DATASET RECORDS
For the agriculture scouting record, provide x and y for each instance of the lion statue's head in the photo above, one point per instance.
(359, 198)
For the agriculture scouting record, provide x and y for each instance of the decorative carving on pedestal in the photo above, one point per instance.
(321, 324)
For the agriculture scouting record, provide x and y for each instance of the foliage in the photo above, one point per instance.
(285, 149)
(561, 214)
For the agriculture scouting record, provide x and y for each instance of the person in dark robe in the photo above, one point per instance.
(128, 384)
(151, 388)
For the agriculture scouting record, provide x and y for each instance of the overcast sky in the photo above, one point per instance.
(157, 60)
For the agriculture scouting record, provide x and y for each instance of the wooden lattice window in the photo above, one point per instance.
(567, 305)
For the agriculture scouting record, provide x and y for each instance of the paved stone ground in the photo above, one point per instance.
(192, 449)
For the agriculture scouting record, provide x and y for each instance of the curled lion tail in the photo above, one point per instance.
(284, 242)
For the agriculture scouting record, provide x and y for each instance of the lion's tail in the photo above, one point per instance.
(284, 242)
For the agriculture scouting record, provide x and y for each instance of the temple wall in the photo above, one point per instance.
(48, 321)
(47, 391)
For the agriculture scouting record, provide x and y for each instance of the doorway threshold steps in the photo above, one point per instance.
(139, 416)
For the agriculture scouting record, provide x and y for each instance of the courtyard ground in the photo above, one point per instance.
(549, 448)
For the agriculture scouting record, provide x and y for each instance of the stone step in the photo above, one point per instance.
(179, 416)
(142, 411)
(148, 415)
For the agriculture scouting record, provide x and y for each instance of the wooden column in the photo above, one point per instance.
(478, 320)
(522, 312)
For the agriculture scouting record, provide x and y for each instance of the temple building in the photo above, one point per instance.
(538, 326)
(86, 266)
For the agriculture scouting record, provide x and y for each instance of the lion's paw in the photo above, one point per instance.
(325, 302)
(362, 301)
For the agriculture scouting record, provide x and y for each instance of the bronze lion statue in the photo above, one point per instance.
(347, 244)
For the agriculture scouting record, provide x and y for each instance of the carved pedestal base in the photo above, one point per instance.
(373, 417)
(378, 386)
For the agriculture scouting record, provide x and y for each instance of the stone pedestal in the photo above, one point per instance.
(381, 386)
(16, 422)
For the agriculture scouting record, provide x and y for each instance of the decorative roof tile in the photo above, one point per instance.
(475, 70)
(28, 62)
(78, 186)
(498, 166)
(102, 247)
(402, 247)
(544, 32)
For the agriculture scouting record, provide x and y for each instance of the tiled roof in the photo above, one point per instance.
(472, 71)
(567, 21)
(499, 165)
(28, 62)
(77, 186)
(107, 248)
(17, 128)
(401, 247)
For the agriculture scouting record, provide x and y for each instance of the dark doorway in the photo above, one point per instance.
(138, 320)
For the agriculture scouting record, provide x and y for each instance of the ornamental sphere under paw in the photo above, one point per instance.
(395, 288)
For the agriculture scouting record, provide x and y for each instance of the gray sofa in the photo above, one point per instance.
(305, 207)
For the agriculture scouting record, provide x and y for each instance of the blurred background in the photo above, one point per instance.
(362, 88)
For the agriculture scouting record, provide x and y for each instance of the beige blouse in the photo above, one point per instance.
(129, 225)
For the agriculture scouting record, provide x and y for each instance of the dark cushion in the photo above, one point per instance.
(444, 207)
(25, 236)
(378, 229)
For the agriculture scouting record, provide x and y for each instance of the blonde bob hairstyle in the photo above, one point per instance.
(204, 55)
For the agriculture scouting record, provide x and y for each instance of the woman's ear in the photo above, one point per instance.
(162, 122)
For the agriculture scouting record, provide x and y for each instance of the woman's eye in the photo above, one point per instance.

REQUIRED WORK
Reproduce all of the records above word for word, keeping each line as it stands.

SOLUTION TO THE PROBLEM
For the agriculture scouting record, provide x and y for each instance of the lion statue's head in the photo above, one point per instance.
(359, 198)
For the agriculture scouting record, provide x and y for each instance of the decorative carving on pedestal in the photo above, one point per instance.
(321, 324)
For the agriculture scouting record, provide x and y for each instance of the foliage in the photo above, one point per instance.
(285, 149)
(561, 214)
For the agriculture scouting record, provide x and y for each instance of the person in dark robe in the photo above, one point per instance.
(128, 384)
(151, 388)
For the agriculture scouting record, provide x and y for each instance of the overcast sky in the photo above, one point per instance.
(157, 60)
For the agriculture scouting record, provide x and y for each instance of the wooden lattice window in the photo above, one point per instance.
(567, 305)
For the agriculture scouting record, provide x and y for each instance of the paved stone ground in the photo above, one point per instance.
(192, 449)
For the agriculture scouting record, provide x and y for each instance of the curled lion tail in the photo above, one point per instance.
(284, 242)
For the agriculture scouting record, provide x and y for each instance of the lion's tail in the photo above, one point per instance.
(284, 242)
For the agriculture scouting record, provide x and y for each instance of the temple wall in the photo above, one point per instance.
(48, 321)
(47, 391)
For the agriculture scouting record, provide x and y for each instance of the doorway threshold steps in the photo above, one point per instance.
(139, 416)
For the agriculture scouting record, provide x and y for each instance of the courtyard ground in the photo above, one point per instance.
(549, 448)
For the agriculture scouting record, provide x and y for each instance of the stone step in the photo above, one point per instance.
(179, 416)
(142, 411)
(148, 415)
For the agriculture scouting record, provide x and y for each instance of the wooden column in the photo above, one point per instance.
(478, 320)
(522, 312)
For the agriculture scouting record, provide x and y for each instance of the temple building in the photo above, one point per instance.
(538, 326)
(86, 266)
For the agriculture scouting record, provide x and y for each instance of the lion's paw in the photo above, one point per instance.
(325, 302)
(362, 301)
For the agriculture scouting record, provide x and y for each instance of the bronze lion statue in the photo above, one point per instance.
(347, 244)
For the agriculture scouting record, provide x and y for each instance of the carved pedestal base in the photo above, one point per instance.
(373, 417)
(378, 386)
For the agriculture scouting record, provide x and y for each instance of the stone pedestal in the photo above, one point per instance.
(381, 386)
(16, 422)
For the agriculture scouting record, provide x and y for each instance of the decorative roof tile in the photo above, one point per instance.
(475, 70)
(28, 62)
(78, 186)
(498, 166)
(102, 247)
(402, 247)
(544, 32)
For the agriculture scouting record, provide x and y for each instance of the tiled roof in the photo above, one point per instance.
(472, 71)
(567, 21)
(499, 165)
(28, 62)
(77, 186)
(107, 248)
(17, 128)
(401, 247)
For the agriculture scouting record, provide x and y for each instance of the dark doorway in the photo above, one point per instance.
(138, 320)
For the agriculture scouting record, provide x and y for each instance of the ornamental sphere under paw in the photo above, one point per instance.
(395, 288)
For the agriculture scouting record, provide x and y for each instance of the gray sofa in the photo above, one point per instance.
(305, 207)
For the agriculture scouting record, provide x and y for each instance of the blurred background in the photo above, one point per instance.
(362, 88)
For the agriculture scouting record, provide x and y for each instance of the beige blouse in the photo above, one point per instance.
(129, 225)
For the agriculture scouting record, provide x and y for each instance of the dark cushion in the photo above, one point per instance.
(444, 207)
(25, 236)
(378, 229)
For the agriculture scouting record, provide x and y for each instance of the blonde bob hairstyle in the photo above, one point per instance.
(204, 55)
For the agriculture scouting record, provide x and y for each instance of the woman's ear in the photo above, one point per instance.
(162, 122)
For the agriculture scouting record, provide x and y for each instance of the woman's eye in the photo above, one point per instance.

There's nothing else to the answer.